- _TEXT_:
▽

The Obligations constitute general unsecured obligations of the Company to the Plan participants and are not convertible into any other security of the Company. Benefits are payable solely from the Company’s general assets and are subject to the claims of the Company’s other creditors in the event the Company becomes bankrupt or insolvent. The rights of the Plan participants are no greater than those of unsecured general creditors.

No participant or beneficiary shall have any legal or equitable rights, interests, or claims in any particular asset of the Company by reason of the Company’s obligations. All rights of a Plan participant against the Company will remain unsecured contractual rights of a participant. A participant’s right to the Obligations cannot be sold, transferred, assigned, pledged or encumbered except by a written designation of a beneficiary under the terms of the Plan.

The amount of compensation to be deferred by each participant is determined in accordance with the terms of the Plan based on elections by the participant. Each participant’s account under the Plan consists of: (i) deferred compensation amounts; (ii) amounts we may contribute under the terms of the Plan; and (iii) any increases or decreases in value credited to or against such amounts. A participant is fully vested with respect to those amounts that consist of deferred salary and bonus amounts credited to the participant’s account and any increases in value with respect to such amounts. With respect to those amounts that we contribute under the terms of the Plan and any increases in value with respect to such amounts, a participant is only vested on or after such participant’s completion of five years of qualifying service pursuant to the terms of the Plan. Amounts in a participant’s account will be indexed to one or more investment options individually chosen by a participant from the investment options available under the Plan (the “funds”). Investment gains or losses in the funds are credited to the participants’ accounts daily, net of investment option related expenses. There is no trading market for the Obligations.

Participants may elect at the time they make their deferral elections to receive in-service distributions at a specified future date in accordance with the terms of the Plan. In addition, upon a showing of financial hardship due to illness, accident or similar extraordinary or unforeseeable circumstances, a participant may be allowed to access funds in his or her account before he or she otherwise would have been eligible for a distribution. A participant must make two payout elections—one in the case of separation from service and one in the case of retirement. A participant can generally receive his or her distribution either: (a) as a lump sum payment; or (b) in installments over a period not to exceed (i) 20 years in the case of retirement, (ii) five years in the case of separation from service, and (iii) five years for in-service distributions. In the event of a change in control within the meaning under the Plan, 100% of the value of a participant’s account will be distributed to such participant. Any and all distributions under the Plan are payable solely in cash.

△

- _INFORMATION GIVEN_:
▽

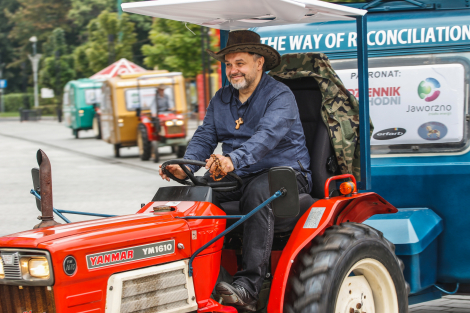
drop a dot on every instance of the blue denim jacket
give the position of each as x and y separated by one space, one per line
271 135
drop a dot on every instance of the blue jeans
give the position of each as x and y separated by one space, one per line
258 231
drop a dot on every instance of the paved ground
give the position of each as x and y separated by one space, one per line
87 177
85 174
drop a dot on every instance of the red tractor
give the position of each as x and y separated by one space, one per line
162 126
169 256
168 129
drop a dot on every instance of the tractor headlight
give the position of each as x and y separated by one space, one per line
38 267
2 271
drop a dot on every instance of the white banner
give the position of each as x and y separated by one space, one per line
145 101
414 104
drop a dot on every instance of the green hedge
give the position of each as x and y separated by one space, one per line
14 101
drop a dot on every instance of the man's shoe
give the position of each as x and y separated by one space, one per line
236 295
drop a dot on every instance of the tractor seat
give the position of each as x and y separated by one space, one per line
280 224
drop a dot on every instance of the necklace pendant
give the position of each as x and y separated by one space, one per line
239 122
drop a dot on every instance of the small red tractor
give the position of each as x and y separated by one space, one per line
168 129
169 256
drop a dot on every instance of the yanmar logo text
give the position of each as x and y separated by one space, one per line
130 254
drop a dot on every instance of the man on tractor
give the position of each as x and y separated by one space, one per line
257 120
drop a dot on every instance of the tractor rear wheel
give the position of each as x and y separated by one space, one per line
351 268
143 142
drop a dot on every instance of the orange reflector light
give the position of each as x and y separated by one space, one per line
347 188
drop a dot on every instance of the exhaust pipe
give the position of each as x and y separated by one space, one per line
45 179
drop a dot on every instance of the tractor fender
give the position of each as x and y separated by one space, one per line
321 215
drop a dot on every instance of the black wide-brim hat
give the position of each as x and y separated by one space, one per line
248 41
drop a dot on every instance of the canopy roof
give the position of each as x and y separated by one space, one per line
123 66
239 14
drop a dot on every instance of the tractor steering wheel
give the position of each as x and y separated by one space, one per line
201 181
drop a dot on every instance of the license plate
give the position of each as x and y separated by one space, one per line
7 259
130 254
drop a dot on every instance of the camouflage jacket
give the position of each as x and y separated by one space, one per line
340 109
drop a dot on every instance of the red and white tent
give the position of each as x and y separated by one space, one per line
123 66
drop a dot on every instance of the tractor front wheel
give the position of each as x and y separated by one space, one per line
143 142
351 268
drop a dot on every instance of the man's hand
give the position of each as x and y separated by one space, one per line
225 163
174 169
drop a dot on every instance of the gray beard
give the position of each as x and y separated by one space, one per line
241 85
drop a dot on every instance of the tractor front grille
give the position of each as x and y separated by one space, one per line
164 288
12 271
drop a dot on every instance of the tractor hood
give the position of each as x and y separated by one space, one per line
148 237
42 237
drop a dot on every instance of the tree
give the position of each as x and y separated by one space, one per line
58 64
36 18
7 47
174 47
83 11
109 39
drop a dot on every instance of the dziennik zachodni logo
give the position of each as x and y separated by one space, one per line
428 89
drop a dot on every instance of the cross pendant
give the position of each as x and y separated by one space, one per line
239 122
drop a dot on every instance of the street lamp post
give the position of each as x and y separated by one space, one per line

△

- _TASK DIRECTIONS_: Can you rewrite the deferred compensation text, starting with "The Obligations constitute" and going on through "under the terms of the Plan.", with "unsecured" changed to "uncollateralized"?

- _EXERCISE OUTPUT_:
The Obligations constitute general uncollateralized obligations of the Company to the Plan participants and are not convertible into any other security of the Company. Benefits are payable solely from the Company’s general assets and are subject to the claims of the Company’s other creditors in the event the Company becomes bankrupt or insolvent. The rights of the Plan participants are no greater than those of uncollateralized general creditors.

No participant or beneficiary shall have any legal or equitable rights, interests, or claims in any particular asset of the Company by reason of the Company’s obligations. All rights of a Plan participant against the Company will remain uncollateralized contractual rights of a participant. A participant’s right to the Obligations cannot be sold, transferred, assigned, pledged or encumbered except by a written designation of a beneficiary under the terms of the Plan.